• Prompt a
Copy the entries exactly, starting with the line that contains "Tag the blue" and continuing through the last line of the entries.

• Supplied text
____
Holding: The Court vacated the lower-court judgment and sent the Cincinnati amendment case back for reconsideration in light of Romer v. Evans, requiring the lower court to re-evaluate the local rule about protections for homosexuals.

Real World Impact:
  • Forces the lower court to re-evaluate the Cincinnati amendment under Romer v. Evans.
  • Leaves local protections for gay people uncertain while reconsideration proceeds.
Topics: LGBT protections, local ordinances, city charter amendments, court review

Summary

Background

The dispute centers on a Cincinnati Charter Amendment that instructs city departments and agencies not to afford special protection to homosexuals. A lower court had issued a judgment in the case, which prompted review. The Court granted review, vacated that judgment, and directed the case be reconsidered in light of a prior decision called Romer v. Evans.

Reasoning

The central question was whether the Romer decision should guide how the lower court evaluates the Cincinnati amendment. The Supreme Court did not resolve the merits here. Instead, it sent the case back to the lower court for further consideration under Romer, vacating the earlier judgment so the lower court can re-evaluate the local rule about protections for homosexuals in light of that precedent.

Real world impact

The immediate effect is procedural: the lower court must re-examine the Cincinnati amendment under the standard of Romer, so the issue of whether the amendment is lawful remains unresolved. City officials, city employees, and gay residents are directly affected because local rules about special protections remain uncertain until the lower court finishes reconsideration. This decision is not a final ruling on the amendment’s legality and could change after the lower court acts.
____
• Working data
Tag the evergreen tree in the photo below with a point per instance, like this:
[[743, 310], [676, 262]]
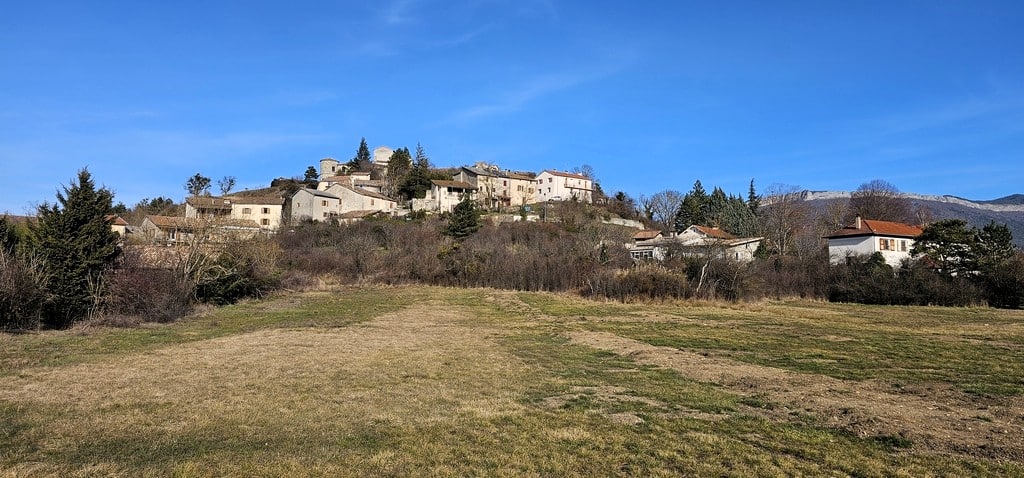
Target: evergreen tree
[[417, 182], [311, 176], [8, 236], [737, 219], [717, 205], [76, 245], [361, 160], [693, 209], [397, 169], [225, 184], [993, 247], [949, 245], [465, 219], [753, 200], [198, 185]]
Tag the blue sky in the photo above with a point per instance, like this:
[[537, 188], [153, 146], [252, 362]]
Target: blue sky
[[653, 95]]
____
• Prompt b
Repeat, word for word, the part of the Cincinnati amendment summary that opens with the words containing "The central question" and closes with "of that precedent.".

• Complete response a
Tag the blue sky in the photo above with a point per instance, like this:
[[537, 188], [153, 146], [252, 362]]
Target: blue sky
[[653, 95]]

• Complete response b
The central question was whether the Romer decision should guide how the lower court evaluates the Cincinnati amendment. The Supreme Court did not resolve the merits here. Instead, it sent the case back to the lower court for further consideration under Romer, vacating the earlier judgment so the lower court can re-evaluate the local rule about protections for homosexuals in light of that precedent.